▶ **TASK STATEMENT**: When the word "image" shows up in a line of the data below, copy that whole line.

▶ **EXTRACTED DATA**:
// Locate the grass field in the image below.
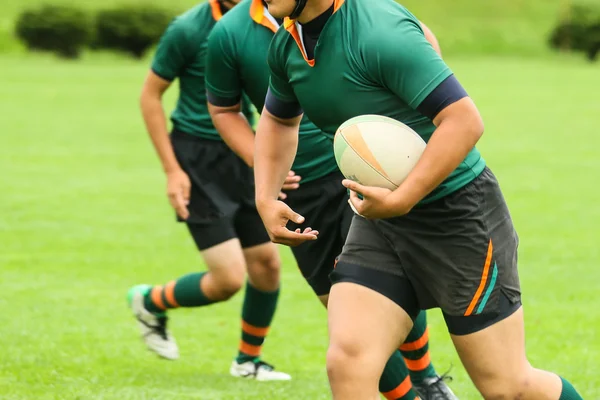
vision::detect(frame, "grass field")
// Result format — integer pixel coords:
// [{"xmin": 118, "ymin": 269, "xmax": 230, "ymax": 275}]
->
[{"xmin": 1, "ymin": 52, "xmax": 599, "ymax": 399}]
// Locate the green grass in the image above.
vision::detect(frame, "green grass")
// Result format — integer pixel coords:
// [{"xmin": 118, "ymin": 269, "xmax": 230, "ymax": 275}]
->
[
  {"xmin": 3, "ymin": 0, "xmax": 598, "ymax": 56},
  {"xmin": 1, "ymin": 53, "xmax": 599, "ymax": 399}
]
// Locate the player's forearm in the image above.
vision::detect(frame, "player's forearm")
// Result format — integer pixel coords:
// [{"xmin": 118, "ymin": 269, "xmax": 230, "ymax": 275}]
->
[
  {"xmin": 211, "ymin": 110, "xmax": 256, "ymax": 168},
  {"xmin": 140, "ymin": 93, "xmax": 181, "ymax": 173},
  {"xmin": 254, "ymin": 113, "xmax": 299, "ymax": 206},
  {"xmin": 392, "ymin": 98, "xmax": 484, "ymax": 209}
]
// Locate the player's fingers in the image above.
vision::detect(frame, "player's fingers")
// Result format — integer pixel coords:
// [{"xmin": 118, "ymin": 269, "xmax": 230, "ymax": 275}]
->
[
  {"xmin": 173, "ymin": 193, "xmax": 189, "ymax": 220},
  {"xmin": 348, "ymin": 191, "xmax": 365, "ymax": 216},
  {"xmin": 273, "ymin": 228, "xmax": 317, "ymax": 246},
  {"xmin": 283, "ymin": 206, "xmax": 305, "ymax": 224},
  {"xmin": 182, "ymin": 182, "xmax": 191, "ymax": 203},
  {"xmin": 281, "ymin": 182, "xmax": 300, "ymax": 190},
  {"xmin": 278, "ymin": 191, "xmax": 287, "ymax": 200},
  {"xmin": 342, "ymin": 179, "xmax": 366, "ymax": 194}
]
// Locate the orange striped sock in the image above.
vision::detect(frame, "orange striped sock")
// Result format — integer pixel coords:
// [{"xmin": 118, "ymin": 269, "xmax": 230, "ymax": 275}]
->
[
  {"xmin": 236, "ymin": 282, "xmax": 279, "ymax": 363},
  {"xmin": 380, "ymin": 351, "xmax": 421, "ymax": 400},
  {"xmin": 144, "ymin": 272, "xmax": 213, "ymax": 314},
  {"xmin": 400, "ymin": 311, "xmax": 437, "ymax": 384}
]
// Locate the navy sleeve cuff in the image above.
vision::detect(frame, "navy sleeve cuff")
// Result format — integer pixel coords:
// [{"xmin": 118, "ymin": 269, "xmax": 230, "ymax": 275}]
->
[
  {"xmin": 206, "ymin": 90, "xmax": 241, "ymax": 107},
  {"xmin": 265, "ymin": 88, "xmax": 303, "ymax": 119},
  {"xmin": 416, "ymin": 74, "xmax": 468, "ymax": 120}
]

▶ **PROBLEM SOLUTION**:
// Locate the grass field in the image below.
// Locate the green grass in the image above.
// Locate the player's forearm in the image above.
// Locate the player's fingers in the image above.
// Locate the orange striped sock in the image above.
// Locate the navy sleeve cuff in the image above.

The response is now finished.